**TASK TO CARRY OUT:**
Rewrite everything from the line containing "banner on wall." down to the last of the lines, putting "Response" in place of every "Your answer" and changing nothing else.

**TASK INPUT:**

= = = = =

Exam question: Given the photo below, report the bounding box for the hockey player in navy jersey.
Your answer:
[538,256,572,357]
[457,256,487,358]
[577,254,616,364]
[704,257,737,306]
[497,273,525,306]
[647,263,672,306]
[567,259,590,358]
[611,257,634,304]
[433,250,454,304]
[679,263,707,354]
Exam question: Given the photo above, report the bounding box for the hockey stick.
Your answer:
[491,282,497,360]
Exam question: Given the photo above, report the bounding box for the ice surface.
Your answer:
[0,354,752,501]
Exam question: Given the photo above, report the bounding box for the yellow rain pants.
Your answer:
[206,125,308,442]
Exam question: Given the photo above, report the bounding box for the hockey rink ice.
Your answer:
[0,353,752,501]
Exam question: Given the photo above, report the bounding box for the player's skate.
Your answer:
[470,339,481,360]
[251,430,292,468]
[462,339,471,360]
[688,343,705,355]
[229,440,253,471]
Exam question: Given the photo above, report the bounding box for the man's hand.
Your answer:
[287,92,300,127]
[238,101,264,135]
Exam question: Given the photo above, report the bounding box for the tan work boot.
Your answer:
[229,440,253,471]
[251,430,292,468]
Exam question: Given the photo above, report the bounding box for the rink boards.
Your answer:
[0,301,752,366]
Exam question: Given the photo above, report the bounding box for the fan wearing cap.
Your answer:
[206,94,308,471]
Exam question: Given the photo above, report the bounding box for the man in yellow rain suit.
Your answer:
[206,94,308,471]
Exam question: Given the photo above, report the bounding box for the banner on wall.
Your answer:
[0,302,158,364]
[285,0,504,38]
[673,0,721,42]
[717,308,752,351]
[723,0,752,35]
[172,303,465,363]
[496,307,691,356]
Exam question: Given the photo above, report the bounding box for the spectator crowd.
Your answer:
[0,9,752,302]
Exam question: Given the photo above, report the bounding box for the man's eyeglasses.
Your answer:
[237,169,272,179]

= = = = =

**EXERCISE RESULT:**
Exam question: Given the photo above, report the bounding box for the banner on wall.
Response:
[0,302,158,364]
[285,0,504,38]
[673,0,721,42]
[717,308,752,351]
[723,0,752,35]
[172,303,465,363]
[496,307,691,356]
Exam question: Given the photo above, report the bounding box for the spectator crowd.
Response:
[0,9,752,302]
Exam question: Given the photo above, report the bounding box for the man's eyeglasses.
Response:
[237,169,272,179]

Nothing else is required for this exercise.